* STATED TASK *
Please output the entries word for word, from their start through the line containing "306 155 L 306", both ends included. Leave the pictures out of your answer.

* EXERCISE DATA *
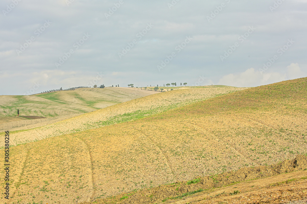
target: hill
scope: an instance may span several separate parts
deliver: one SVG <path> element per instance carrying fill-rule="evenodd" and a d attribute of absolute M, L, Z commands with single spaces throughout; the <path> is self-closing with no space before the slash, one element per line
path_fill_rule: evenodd
<path fill-rule="evenodd" d="M 306 155 L 306 79 L 13 147 L 13 201 L 88 202 Z"/>
<path fill-rule="evenodd" d="M 12 132 L 11 136 L 11 141 L 16 145 L 142 118 L 200 100 L 246 89 L 211 86 L 182 87 L 177 90 L 159 93 L 79 115 L 73 118 L 70 118 L 74 116 L 72 115 L 57 118 L 56 120 L 50 120 L 51 119 L 50 118 L 39 119 L 41 122 L 39 122 L 39 120 L 27 121 L 24 125 L 21 125 L 20 121 L 7 123 L 0 125 L 0 130 L 8 129 L 18 131 Z M 31 129 L 20 132 L 27 129 Z M 4 135 L 1 136 L 4 137 Z"/>
<path fill-rule="evenodd" d="M 66 116 L 87 113 L 156 93 L 136 88 L 82 88 L 29 96 L 0 96 L 0 117 Z M 0 119 L 1 118 L 0 117 Z"/>
<path fill-rule="evenodd" d="M 199 177 L 83 204 L 280 203 L 307 198 L 307 157 Z M 305 203 L 301 202 L 301 203 Z"/>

* RESPONSE TO THIS TASK *
target: hill
scope: an instance may span several separate parts
deliver: one SVG <path> element per instance carrying fill-rule="evenodd" and a d attribute of absolute M, L, Z commands with single spaces throughout; the <path> is self-closing with no space before the slash, one element per line
path_fill_rule: evenodd
<path fill-rule="evenodd" d="M 306 155 L 306 79 L 13 147 L 13 201 L 88 202 Z"/>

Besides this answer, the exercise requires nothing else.